From the epidemiological standpoint it is interesting to know the dimensions and location of the cages in which the animals were kept.
Aside from the 2 rats which were confined in ordinary traps that stood on a table 80 centimetres high, the rest of the animals were kept in regular metal animal cages. The dimensions of the cages are: Fifty centimetres long, 36 centimetres broad, and 30 centimetres high. The cage stands on four legs each 10 centimetres long; the centre of the bottom of the cage holds a drain opening 8 centimetres above the floor.
The majority of the cages in room II were located on the floor; some on the second shelf of a wooden rack. This last-mentioned arrangement, judging from the construction of the wooden frame, allowed a continuous passageway for the fleas to the second shelf of the racks. On the other hand, the deaths among the guinea-pigs in room V were restricted to the cages standing on the floor, the majority of cages in that room being placed on tables 80 centimetres high.
Only a theoretical explanation can be given of the short duration and sudden cessation of the outbreak. One can assume with great probability that the first partial disinfection drove the fleas away from the primary source of infection, and that they traveled as far as possible. They finally settled in those guinea-pig cages which had not been molested by the first disinfection. Having no new supply of plague blood (all of the plague-infected guinea-pigs having been removed, most of them before death), the fleas soon cleared themselves of plague bacilli. The peculiar feature of the outbreak, namely, the failure to find fleas on the animals in rooms II and V, finds its explanation in the observation of the Indian Commission who found that the fleas "died or disappeared very rapidly."

• [DATA RECORDS]:

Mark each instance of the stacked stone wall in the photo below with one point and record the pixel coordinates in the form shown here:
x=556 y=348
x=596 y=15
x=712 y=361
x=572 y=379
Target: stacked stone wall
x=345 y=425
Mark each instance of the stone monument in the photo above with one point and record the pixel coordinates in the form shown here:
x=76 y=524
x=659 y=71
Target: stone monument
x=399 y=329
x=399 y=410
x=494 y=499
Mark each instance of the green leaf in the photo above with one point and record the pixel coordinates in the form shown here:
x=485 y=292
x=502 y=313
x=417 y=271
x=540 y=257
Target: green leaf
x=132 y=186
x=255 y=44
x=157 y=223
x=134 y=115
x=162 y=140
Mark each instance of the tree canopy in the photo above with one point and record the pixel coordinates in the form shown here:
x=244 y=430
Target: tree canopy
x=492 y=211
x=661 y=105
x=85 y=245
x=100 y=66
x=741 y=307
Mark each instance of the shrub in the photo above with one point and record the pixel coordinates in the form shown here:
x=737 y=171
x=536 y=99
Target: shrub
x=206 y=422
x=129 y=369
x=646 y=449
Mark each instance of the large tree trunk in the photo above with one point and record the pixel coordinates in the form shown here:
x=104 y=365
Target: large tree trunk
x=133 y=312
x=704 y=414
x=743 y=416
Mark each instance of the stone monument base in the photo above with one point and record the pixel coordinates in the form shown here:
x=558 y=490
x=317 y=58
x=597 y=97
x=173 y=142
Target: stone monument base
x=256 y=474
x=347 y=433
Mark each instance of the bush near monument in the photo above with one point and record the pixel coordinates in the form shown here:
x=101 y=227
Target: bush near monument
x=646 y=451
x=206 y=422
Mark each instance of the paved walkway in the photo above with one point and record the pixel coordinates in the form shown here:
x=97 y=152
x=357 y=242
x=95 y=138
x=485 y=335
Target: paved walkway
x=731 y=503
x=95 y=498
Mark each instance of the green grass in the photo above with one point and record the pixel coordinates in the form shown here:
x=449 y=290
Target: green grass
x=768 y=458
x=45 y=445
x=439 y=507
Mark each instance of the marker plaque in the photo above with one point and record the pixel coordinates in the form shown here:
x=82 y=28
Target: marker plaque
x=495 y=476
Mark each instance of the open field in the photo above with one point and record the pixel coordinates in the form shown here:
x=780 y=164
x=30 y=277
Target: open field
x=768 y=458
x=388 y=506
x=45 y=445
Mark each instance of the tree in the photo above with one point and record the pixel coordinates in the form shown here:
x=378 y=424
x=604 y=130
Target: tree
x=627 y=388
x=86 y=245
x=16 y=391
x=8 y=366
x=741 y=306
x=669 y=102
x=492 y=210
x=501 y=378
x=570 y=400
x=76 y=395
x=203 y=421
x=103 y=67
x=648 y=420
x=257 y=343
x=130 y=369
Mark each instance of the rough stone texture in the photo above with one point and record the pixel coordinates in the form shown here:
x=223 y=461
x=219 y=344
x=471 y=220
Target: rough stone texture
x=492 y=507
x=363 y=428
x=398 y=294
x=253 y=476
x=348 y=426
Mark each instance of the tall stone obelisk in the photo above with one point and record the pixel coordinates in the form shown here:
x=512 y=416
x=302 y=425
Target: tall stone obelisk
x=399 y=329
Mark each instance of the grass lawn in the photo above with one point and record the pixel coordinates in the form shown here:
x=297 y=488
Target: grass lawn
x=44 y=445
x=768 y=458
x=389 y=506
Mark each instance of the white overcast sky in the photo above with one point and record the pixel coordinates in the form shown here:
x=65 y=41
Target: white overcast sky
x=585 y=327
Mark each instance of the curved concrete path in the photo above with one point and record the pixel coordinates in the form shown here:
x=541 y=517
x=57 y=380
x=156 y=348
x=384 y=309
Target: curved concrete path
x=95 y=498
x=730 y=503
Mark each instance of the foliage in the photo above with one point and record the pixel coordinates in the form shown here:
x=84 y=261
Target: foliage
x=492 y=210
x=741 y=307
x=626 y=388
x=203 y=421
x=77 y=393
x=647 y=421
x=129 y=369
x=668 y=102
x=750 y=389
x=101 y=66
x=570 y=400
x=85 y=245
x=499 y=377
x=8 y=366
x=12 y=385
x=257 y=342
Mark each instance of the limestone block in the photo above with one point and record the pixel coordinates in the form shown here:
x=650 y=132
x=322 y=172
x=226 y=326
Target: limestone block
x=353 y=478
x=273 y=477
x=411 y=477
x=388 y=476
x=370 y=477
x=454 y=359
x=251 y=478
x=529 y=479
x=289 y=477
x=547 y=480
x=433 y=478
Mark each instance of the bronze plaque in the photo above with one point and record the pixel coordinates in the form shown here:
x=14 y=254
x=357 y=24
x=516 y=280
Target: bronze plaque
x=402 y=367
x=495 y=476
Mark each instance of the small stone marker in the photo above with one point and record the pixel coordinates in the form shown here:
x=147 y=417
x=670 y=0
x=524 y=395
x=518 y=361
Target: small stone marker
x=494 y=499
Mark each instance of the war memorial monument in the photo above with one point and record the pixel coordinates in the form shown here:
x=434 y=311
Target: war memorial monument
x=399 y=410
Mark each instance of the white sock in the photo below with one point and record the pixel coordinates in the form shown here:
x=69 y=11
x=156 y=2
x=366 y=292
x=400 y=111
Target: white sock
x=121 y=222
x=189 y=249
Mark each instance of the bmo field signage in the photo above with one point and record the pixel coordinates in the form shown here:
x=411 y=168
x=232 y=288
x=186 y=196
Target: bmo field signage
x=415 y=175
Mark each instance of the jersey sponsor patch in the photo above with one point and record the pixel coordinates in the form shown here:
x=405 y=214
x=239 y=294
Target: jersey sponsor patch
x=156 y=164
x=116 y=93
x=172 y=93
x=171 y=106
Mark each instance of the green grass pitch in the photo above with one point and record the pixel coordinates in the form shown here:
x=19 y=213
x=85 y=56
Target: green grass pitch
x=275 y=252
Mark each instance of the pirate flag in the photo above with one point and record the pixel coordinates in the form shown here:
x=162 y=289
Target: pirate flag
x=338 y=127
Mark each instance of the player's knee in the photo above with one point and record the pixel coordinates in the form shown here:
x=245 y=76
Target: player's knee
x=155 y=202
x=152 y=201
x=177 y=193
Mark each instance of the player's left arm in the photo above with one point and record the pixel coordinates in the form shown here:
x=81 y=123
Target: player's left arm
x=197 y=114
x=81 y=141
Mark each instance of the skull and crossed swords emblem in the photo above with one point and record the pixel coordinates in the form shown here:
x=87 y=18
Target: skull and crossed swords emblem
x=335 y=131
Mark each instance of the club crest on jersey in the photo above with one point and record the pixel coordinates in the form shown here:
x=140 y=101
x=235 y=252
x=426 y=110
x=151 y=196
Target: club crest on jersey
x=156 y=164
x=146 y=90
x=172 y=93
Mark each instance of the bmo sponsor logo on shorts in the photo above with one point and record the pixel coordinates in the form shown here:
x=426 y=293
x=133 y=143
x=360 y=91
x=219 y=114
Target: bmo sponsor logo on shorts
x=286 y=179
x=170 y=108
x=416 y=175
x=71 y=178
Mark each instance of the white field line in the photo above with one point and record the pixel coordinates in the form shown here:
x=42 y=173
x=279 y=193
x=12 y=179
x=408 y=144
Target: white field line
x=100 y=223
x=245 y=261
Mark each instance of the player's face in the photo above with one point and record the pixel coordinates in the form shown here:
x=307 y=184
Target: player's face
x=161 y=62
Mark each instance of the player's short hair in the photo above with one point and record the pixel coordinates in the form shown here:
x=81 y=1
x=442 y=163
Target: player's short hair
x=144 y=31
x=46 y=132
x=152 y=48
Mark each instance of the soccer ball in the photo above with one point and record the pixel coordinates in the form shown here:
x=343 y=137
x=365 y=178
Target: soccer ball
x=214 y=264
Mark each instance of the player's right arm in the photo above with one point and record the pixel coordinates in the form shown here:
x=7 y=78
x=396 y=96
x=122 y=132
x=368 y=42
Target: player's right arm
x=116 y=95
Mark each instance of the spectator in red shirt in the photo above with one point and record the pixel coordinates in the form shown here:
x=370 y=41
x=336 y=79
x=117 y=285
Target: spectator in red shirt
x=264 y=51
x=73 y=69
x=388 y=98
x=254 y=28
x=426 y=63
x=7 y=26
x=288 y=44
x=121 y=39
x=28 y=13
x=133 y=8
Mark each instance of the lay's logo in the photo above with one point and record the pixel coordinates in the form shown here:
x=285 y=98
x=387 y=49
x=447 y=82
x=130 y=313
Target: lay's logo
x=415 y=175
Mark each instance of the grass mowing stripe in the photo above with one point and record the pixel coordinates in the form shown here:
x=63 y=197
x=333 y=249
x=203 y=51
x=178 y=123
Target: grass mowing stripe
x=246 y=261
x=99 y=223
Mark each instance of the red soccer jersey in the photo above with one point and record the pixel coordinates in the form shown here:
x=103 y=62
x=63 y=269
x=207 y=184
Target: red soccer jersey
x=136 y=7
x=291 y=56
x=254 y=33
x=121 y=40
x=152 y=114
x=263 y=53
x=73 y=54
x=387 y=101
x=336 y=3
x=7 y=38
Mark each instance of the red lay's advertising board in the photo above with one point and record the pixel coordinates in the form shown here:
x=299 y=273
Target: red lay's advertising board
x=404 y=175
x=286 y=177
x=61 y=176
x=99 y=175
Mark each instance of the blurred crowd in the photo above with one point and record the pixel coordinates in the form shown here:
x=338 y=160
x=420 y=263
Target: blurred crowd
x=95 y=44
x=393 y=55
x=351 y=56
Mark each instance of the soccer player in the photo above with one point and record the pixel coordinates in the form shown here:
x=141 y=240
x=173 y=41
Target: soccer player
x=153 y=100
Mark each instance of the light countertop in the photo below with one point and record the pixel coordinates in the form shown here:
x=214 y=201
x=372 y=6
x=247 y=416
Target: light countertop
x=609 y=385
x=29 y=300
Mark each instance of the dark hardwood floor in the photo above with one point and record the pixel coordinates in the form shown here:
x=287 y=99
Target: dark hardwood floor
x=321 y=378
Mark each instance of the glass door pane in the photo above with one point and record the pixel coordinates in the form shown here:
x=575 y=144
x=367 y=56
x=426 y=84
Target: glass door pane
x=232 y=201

• [WORK ITEM]:
Transcribe the account of the plague outbreak among the caged animals word for word, beginning with "From the epidemiological" and stopping after "above the floor.".

• [REPLY]:
From the epidemiological standpoint it is interesting to know the dimensions and location of the cages in which the animals were kept.
Aside from the 2 rats which were confined in ordinary traps that stood on a table 80 centimetres high, the rest of the animals were kept in regular metal animal cages. The dimensions of the cages are: Fifty centimetres long, 36 centimetres broad, and 30 centimetres high. The cage stands on four legs each 10 centimetres long; the centre of the bottom of the cage holds a drain opening 8 centimetres above the floor.